# Submitting Applications to Home Affairs,experience is the best.



## ndanmak (Nov 14, 2017)

I just found this website today and i thought i could as well post.I successfully got my Permanent Residence today after submitting an appeal in January 2016.Along the way i have learnt a few things that would certainly help your application.

1.Experience is the best teacher.Do not think you know everything and try to cut corners by saving money.Before you submit your application especially your PR ones, make sure you have double checked everything with say an migration agent or someone who is knowledgeable .

My first application i submitted most of the relevant papers but i was foolish enough not to include proof of registration with a relevant board. VFS just took my papers and never told me something was missing.

VFS are just handling agents nothing more nothing less.They take what you give them if its rejected it means more money for them.

When the time came for my appeal i successfully contacted a migration agent who calmed me down and even told me that we could submit the application even after the stated 10 days appeal deadline.

They helped me write the appeal and i submitted my application late January 2016 and only collected the results today the 14th of November.

2.Remember the application is yours and not anyone's so you have to chase it up.After having been told that the home affairs is so inefficient and with my permit expiring i decided to bother them.I send in a couple of emails which were surprisingly answered.Within a month i got a response with regards my outcome.

Do not be afraid to kindly ask them when the application will be processed. 

I might go on and on but i am sure its worth it, if people can share tips and info to make our lives more bearable when we apply.


----------



## jollem (Nov 9, 2016)

Hi Ndanmk

Can you please DM me the email addresses you made follow ups on and got responses?

TIA


----------



## MrTshiko (May 27, 2014)

Could you also please DM or share the emails you sent messages to. 

I submitted my PRP in October 2015 and have yet to get a response.


----------



## ndanmak (Nov 14, 2017)

@Jollem and Mr Tshiko i communicated with Sebolelo Molapo and the email address is as follows 
[email protected]

I just kindly asked them to check on my application since my quota permit was expiring and i was dying of stress because i would lose my job etc.

Just try its not an assurance, but trying never hurts.Does it?Good luck good people.


----------



## MrTshiko (May 27, 2014)

Thank You!!!


----------



## ConJiri (Dec 18, 2017)

Hi Ndanmak

Please could you also DM me with the email address that you corresponded with, would really appreciate it. 

Thank you


----------



## Bookishly (Jan 17, 2017)

Several people have reported quick action on their visas (which had been stuck for months on end) after writing to this email ID: [email protected]


----------

● ● ● ● ●

## DIRECTIVE 1
From the forum thread on Home Affairs applications, quote the passage between "My first application" and "something was missing.", inclusive.
## DIRECTIVE 2
In the forum thread on Home Affairs applications, why did the first poster decide to contact Home Affairs directly about the application?

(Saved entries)
● ● ● ● ●

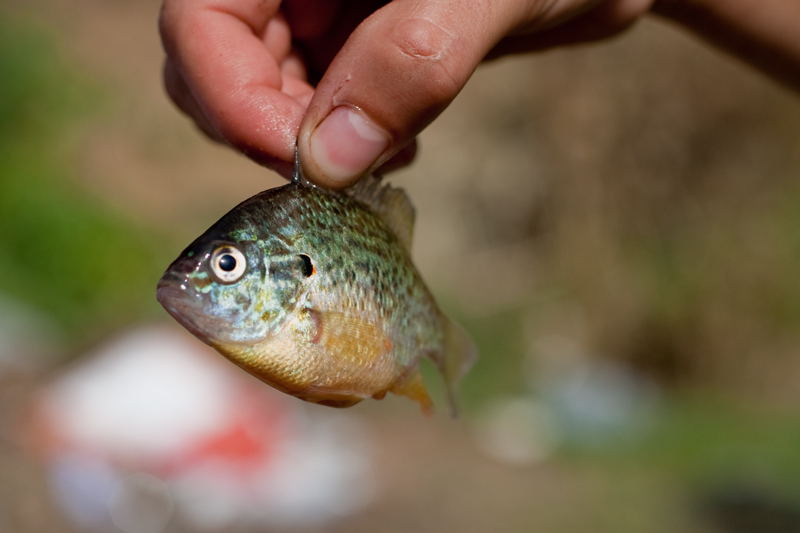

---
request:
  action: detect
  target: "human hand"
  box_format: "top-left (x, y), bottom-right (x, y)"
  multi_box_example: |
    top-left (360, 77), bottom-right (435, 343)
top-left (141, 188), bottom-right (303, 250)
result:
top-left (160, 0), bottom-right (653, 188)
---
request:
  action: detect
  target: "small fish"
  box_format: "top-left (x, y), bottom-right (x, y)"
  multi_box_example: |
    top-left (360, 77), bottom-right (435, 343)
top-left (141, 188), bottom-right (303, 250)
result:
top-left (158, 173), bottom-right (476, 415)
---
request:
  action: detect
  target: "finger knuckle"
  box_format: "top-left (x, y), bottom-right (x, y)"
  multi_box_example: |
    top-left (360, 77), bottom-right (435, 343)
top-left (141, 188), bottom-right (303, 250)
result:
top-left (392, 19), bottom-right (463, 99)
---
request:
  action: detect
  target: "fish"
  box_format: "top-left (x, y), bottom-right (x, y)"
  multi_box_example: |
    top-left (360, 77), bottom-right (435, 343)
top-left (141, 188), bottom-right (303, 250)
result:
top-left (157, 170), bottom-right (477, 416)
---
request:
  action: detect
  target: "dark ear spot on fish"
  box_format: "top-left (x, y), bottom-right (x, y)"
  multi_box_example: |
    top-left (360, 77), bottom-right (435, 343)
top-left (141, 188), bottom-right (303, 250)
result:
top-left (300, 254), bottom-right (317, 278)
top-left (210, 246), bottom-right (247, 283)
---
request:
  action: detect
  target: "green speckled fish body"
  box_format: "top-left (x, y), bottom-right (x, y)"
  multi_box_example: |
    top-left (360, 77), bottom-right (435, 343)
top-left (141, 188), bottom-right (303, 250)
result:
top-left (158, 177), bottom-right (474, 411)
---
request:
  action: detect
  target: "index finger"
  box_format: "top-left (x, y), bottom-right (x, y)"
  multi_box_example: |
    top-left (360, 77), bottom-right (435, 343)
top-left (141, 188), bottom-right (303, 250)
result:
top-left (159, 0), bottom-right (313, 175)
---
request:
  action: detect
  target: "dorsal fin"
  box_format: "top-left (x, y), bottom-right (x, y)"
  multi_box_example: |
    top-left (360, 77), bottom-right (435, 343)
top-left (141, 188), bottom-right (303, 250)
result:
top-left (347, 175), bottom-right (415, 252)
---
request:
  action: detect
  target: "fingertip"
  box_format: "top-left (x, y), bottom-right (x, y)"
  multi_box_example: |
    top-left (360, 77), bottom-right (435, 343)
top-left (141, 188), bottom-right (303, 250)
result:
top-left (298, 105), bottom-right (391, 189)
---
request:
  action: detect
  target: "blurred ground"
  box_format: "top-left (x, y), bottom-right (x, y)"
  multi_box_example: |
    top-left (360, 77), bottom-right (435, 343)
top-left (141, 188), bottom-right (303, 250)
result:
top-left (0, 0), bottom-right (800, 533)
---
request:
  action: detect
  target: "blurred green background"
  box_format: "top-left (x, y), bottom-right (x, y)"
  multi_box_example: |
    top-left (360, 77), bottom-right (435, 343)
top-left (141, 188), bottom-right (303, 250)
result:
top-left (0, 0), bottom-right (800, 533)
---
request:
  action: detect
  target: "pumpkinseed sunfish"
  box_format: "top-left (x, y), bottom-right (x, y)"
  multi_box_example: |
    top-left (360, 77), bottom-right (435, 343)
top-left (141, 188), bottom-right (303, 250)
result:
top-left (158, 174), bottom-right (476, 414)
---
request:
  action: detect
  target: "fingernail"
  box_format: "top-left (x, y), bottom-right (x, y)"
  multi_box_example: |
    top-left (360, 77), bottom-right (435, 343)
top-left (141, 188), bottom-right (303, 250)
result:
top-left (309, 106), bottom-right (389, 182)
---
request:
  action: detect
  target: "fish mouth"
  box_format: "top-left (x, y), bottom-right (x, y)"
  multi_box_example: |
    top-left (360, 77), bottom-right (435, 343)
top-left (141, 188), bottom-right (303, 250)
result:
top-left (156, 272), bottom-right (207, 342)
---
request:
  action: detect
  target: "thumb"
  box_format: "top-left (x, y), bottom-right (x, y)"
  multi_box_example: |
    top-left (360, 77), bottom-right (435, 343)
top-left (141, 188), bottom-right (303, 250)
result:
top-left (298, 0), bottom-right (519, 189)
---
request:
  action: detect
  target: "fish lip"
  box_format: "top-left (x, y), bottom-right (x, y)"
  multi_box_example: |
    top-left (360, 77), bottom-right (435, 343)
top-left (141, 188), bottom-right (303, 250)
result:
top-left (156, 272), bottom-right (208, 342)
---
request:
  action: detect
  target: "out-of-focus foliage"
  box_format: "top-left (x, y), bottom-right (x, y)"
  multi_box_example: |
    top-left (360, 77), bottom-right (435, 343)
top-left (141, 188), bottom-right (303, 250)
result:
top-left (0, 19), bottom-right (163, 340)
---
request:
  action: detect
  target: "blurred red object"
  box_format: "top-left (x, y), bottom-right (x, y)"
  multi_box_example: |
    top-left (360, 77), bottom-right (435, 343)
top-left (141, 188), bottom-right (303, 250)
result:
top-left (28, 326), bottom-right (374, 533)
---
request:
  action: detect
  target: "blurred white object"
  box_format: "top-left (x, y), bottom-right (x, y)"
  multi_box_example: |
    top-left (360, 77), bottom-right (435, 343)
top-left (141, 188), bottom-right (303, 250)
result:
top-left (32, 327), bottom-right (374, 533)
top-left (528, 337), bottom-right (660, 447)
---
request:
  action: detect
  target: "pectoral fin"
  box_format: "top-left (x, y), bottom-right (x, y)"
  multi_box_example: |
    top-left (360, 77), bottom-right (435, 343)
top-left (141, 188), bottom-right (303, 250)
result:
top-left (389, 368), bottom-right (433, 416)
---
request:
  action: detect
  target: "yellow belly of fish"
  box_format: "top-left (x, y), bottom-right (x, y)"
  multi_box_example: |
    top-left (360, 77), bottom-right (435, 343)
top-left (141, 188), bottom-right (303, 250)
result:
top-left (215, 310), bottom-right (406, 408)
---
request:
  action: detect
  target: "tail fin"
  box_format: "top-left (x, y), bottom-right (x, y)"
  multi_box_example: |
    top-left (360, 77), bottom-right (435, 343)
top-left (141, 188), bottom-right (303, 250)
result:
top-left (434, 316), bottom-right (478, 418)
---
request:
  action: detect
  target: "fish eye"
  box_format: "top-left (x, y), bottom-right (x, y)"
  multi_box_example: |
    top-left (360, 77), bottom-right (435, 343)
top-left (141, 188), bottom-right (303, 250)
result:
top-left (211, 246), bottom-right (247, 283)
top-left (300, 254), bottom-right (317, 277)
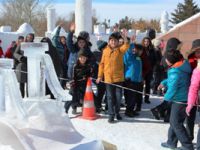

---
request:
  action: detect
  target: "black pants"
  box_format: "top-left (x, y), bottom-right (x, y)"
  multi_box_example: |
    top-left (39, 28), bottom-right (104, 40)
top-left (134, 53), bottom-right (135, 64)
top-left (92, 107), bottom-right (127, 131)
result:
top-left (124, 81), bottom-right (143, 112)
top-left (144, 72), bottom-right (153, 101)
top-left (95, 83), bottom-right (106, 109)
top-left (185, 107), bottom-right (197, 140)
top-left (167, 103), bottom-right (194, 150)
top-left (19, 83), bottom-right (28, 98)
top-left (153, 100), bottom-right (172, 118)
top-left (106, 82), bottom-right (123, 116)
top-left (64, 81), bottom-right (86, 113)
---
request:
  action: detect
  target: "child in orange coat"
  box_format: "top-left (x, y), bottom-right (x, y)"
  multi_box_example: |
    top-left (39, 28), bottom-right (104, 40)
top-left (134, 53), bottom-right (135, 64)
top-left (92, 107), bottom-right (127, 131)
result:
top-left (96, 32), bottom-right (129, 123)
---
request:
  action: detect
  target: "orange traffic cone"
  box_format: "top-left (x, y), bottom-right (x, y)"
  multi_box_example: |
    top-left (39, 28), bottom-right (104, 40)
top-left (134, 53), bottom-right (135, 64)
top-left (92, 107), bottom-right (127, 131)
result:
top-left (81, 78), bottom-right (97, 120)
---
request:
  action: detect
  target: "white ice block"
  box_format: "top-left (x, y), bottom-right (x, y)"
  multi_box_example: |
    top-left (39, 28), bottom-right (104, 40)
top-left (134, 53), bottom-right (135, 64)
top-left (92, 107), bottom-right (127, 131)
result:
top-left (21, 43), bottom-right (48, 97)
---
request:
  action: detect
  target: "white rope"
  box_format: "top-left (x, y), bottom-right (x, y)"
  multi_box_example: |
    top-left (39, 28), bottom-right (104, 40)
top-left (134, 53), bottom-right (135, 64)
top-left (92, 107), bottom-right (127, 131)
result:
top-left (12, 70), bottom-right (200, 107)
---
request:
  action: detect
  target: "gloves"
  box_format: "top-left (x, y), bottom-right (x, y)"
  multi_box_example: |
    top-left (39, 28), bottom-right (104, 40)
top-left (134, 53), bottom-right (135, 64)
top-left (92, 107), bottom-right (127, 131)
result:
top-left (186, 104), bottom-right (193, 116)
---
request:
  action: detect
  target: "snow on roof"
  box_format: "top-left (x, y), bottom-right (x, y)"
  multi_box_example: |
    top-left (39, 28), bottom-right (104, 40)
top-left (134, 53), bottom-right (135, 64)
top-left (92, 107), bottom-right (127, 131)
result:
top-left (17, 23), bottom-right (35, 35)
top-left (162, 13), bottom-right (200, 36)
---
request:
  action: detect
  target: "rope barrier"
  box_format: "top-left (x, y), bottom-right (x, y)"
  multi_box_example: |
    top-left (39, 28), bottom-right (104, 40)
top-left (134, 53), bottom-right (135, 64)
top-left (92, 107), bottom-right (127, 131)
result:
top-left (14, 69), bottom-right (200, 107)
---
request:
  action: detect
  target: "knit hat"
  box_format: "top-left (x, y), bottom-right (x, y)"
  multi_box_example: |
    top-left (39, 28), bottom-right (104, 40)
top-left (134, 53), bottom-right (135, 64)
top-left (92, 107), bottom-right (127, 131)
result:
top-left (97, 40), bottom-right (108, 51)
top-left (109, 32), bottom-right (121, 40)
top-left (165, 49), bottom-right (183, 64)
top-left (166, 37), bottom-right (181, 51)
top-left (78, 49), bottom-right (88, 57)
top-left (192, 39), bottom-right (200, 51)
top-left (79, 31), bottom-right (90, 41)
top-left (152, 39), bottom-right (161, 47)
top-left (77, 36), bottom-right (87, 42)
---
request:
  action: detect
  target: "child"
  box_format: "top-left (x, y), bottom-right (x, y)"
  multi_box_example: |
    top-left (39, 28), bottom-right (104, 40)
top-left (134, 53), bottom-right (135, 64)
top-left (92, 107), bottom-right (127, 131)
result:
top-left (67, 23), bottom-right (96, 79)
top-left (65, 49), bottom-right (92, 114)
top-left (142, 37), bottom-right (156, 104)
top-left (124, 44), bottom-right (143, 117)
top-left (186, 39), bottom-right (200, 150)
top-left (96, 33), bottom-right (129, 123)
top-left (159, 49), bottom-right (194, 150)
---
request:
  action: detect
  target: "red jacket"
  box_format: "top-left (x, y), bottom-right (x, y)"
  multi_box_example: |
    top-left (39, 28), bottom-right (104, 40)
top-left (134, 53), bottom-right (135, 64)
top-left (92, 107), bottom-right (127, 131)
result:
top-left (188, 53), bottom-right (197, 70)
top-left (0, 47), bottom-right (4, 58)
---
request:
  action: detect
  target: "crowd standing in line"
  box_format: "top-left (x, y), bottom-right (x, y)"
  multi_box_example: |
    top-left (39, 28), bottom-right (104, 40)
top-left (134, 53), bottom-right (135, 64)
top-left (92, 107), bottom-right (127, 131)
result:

● ● ● ● ●

## EXERCISE SOLUTION 1
My first application i submitted most of the relevant papers but i was foolish enough not to include proof of registration with a relevant board. VFS just took my papers and never told me something was missing.

## EXERCISE SOLUTION 2
The poster had been told that Home Affairs was very inefficient, and their permit was about to expire. In a later post, they add that their quota permit was expiring and they were afraid of losing their job.